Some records
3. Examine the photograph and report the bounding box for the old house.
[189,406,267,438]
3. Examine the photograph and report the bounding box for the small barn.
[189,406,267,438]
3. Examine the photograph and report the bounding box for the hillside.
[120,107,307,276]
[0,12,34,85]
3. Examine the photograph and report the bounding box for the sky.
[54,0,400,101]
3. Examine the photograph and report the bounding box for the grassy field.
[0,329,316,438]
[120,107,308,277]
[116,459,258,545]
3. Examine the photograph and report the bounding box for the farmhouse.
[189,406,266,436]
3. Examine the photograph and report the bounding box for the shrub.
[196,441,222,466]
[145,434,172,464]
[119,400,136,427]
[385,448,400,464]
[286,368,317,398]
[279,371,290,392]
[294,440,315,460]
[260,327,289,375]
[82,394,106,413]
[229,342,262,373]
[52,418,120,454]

» DIRECTIONS: Reproduce the data above verbatim, line for line.

» FINAL RESULT:
3. Examine the photograph and report the bounding box for the old house.
[189,406,267,438]
3. Examine the photograph and report the bounding box for the small barn.
[189,406,267,438]
3. Examine the photograph and report the bounding box for the hillside.
[120,107,307,276]
[0,12,34,85]
3. Examine the photograph and report the bounding box for the sky.
[54,0,400,101]
3. Examine the photograph and report the bounding box for the grassy field.
[0,329,316,438]
[120,107,308,277]
[116,459,258,545]
3. Examine the photograph and report the bounding box for the farmhouse.
[189,406,266,436]
3. Examine the photograph and report the bounding box for the shrub.
[196,441,222,466]
[145,434,172,464]
[119,400,136,427]
[385,448,400,464]
[286,368,317,398]
[279,371,290,392]
[294,440,315,460]
[260,327,289,375]
[82,394,106,413]
[229,342,262,373]
[52,418,120,454]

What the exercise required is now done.